Vorgegebener Text —

Walter Grob, Chef der Kesb Linth, wurde vom Stadtrat von Rapperswil-Jona fristlos entlassen. Zu Unrecht, wie er findet. Jetzt wehrt er sich gegen die Kündigung – und holt zum Rundumschlag gegen den Stadtrat aus.

13.11.18 - 04:35 Uhr
Politik
Walter Grob, geschasster Präsident der Kindes- und Erwachsenenschutzbehörde Linth, wehrt sich gegen die Kündigung.
Walter Grob, geschasster Präsident der Kindes- und Erwachsenenschutzbehörde Linth, wehrt sich gegen die Kündigung.
RETO SCHNEIDER

Der Streit zwischen dem Chef der Kindes- und Erwachsenenschutzbehörde (Kesb) Linth, Walter Grob, und seiner Arbeitgeberin, der Stadt Rapperswil-Jona, geht in die nächste Runde. Am 23. Oktober teilte der Stadtrat mit, dass er Grob entlässt und per sofort freistellt – ein Paukenschlag (diese Zeitung berichtete). Gestern kam die Reaktion: Grob verkündete, die «missbräuchliche Kündigung» anzufechten. Und er listete auf zwei A4-Seiten sämtliche Verfehlungen auf, die sich der Stadtrat, einzelne Personen daraus und weitere Involvierte in seinen Augen geleistet hatten.

Aufgabe — Wem wirft Walter Grob laut dem Bericht über seine Kündigung Verfehlungen vor? Zähle alle genannten Beteiligten auf.

Übungsmaterial —
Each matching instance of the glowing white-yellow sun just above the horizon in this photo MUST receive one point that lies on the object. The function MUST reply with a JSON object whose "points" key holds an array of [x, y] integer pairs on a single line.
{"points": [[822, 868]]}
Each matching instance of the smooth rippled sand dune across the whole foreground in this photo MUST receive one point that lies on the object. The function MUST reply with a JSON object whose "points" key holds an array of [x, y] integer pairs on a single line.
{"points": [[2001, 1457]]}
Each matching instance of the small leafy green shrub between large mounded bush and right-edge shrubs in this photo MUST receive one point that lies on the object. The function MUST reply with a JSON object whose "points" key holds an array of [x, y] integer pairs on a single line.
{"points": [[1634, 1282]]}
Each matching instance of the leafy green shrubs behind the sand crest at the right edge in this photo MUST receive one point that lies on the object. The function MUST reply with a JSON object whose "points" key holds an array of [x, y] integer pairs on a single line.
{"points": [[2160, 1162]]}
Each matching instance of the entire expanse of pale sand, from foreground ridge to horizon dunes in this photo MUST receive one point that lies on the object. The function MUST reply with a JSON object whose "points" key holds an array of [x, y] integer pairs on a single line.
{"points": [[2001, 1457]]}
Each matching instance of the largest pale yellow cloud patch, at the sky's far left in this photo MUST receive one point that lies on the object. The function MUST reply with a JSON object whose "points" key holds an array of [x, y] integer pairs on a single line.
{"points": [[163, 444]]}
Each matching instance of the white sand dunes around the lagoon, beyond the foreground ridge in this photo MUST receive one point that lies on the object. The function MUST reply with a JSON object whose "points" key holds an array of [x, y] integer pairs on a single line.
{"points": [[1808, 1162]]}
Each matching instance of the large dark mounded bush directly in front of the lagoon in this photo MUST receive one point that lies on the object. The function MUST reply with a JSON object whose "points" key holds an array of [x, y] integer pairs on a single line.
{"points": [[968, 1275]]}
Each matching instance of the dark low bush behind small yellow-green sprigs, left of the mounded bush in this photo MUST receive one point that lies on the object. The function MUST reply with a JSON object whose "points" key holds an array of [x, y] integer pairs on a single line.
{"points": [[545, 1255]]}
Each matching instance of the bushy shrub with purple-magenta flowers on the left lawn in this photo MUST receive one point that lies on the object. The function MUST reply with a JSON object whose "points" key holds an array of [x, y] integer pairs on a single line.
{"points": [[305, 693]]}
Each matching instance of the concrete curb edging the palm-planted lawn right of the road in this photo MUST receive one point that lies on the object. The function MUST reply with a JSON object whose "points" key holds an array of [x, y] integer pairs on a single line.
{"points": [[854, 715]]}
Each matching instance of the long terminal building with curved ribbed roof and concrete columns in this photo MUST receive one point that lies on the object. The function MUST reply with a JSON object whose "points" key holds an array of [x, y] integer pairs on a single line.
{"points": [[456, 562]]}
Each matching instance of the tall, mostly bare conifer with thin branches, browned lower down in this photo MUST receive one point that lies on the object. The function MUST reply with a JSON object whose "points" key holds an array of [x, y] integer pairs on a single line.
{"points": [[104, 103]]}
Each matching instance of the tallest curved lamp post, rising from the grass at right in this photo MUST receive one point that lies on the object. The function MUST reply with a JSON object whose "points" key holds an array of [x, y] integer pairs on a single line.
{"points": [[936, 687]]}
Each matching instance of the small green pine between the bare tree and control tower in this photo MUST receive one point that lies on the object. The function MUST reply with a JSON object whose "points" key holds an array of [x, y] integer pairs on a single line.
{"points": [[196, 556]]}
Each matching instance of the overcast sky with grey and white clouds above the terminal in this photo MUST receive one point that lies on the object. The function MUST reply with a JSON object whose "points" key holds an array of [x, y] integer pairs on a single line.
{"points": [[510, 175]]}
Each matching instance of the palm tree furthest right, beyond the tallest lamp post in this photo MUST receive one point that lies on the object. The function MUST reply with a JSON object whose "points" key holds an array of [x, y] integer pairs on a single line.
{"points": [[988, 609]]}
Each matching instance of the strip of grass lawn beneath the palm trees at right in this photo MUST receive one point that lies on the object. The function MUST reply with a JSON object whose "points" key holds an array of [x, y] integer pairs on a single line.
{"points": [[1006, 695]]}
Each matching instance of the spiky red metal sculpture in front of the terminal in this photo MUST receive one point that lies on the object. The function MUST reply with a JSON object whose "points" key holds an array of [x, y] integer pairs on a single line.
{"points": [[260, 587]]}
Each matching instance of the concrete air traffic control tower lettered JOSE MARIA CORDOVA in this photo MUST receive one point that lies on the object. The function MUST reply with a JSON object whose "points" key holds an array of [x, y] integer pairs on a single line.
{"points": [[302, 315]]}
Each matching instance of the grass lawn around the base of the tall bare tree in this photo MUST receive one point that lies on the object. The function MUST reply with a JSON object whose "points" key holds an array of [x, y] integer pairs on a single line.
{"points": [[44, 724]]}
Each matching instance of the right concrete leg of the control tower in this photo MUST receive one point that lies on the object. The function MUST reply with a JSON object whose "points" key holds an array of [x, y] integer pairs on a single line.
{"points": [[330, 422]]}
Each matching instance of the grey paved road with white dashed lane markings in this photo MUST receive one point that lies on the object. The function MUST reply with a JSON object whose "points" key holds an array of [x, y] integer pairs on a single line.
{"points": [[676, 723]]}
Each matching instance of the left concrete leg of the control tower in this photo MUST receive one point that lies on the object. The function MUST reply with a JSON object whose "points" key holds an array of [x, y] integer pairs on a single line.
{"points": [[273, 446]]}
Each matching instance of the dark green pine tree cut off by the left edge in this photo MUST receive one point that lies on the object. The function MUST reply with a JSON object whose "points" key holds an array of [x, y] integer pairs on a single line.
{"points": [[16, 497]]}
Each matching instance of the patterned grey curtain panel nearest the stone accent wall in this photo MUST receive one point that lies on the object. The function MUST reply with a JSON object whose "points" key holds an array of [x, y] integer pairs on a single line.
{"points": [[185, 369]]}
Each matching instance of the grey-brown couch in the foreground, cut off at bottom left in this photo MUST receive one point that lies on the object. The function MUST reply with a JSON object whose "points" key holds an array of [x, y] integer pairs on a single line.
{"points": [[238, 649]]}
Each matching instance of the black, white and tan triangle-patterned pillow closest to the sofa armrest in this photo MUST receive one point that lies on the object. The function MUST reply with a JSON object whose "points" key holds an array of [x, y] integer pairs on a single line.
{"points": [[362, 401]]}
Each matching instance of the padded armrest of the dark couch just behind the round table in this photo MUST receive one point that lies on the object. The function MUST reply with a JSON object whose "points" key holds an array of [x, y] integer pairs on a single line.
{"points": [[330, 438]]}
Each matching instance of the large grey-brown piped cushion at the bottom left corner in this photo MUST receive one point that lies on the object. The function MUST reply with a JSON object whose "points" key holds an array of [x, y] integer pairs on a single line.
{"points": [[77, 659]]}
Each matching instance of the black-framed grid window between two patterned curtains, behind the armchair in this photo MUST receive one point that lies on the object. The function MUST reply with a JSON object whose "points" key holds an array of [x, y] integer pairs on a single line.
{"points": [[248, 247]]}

Lösung —
- dem Stadtrat
- einzelnen Personen aus dem Stadtrat
- weiteren Involvierten